++++ Te lezen tekst
Willem Johannes Theodorus Kloos aan Willem Witsen
Plaats: Bussum |
Datum: 2 juni 1898 |
Verblijfplaats: KB 75 C 51 |
[1:1]
Bussum, Parkzicht
2 Juni '98.
Beste Wim,
Ik zit er heel erg mee in. Ik hoorde n.l. gisteren van v. Meurs het volgende. Hein had hem verteld, dat hij van Hofker had gehoord, dat je een brief van Mevr. Versluys had gehad, waarin deze jou schreef over het plan Groesbeek, en dat jij daarom had gezegd: Als Willem zóó doet, n.l. erover praten met anderen, zal ik hem moeielijk kunnen helpen in die zaak.
Nu is dit heele geval voor mij een zeer pijnlijke kwestie. Mevr. Versluys is altijd, vooral in den laatsten tijd bijzonder aardig voor mij geweest.
++++++++
++++ Gegevensblok
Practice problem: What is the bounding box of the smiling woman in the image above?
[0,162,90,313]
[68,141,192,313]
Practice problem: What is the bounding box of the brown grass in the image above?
++++++++
■ Opdrachten
(a) Beantwoord over de brief van Kloos aan Witsen:
(i) In welke plaats is de brief geschreven?
(ii) Van wie hoorde de schrijver gisteren het verhaal?
(iii) Over welk plan schreef Mevr. Versluys in haar brief?
(b) Schrijf de brief van Kloos aan Witsen verder, te beginnen na de laatste zin.

■ Antwoorden per opdracht
(a)
(i) In Bussum (Parkzicht).
(ii) Van v. Meurs.
(iii) Over het plan Groesbeek.

(b)
[1:2]
Zij teekent zich altijd ‘uwe vriendin’, en ze is inderdaad in de laatste jaren, toen alles zich, naar het schijnt, tegen mij gekeerd had, altijd met raad en daad terzijde geweest, waar ze maar kon, zoodat ik haar dan ook werkelijk eenzigszins als een ‘vriendin’ beschouwde. Zoo heb ik mij bij haar iets laten ontvallen over de mogelijke verbetering mijner vooruitzichten. Dit was inkonsekwent van me, want ik praat gewoonlijk, zooals je misschien weet, eer te weinig dan teveel, maar ik vertrouwde natuurlijk, dat zij werkelijk als mijn vriendin zou handelen, en niet dadelijk bij anderen daar op in zou gaan. Wim, ik vraag je vriendelijk, laat me nu niet in den steek: laat mij tenminste wat van je hooren, kom!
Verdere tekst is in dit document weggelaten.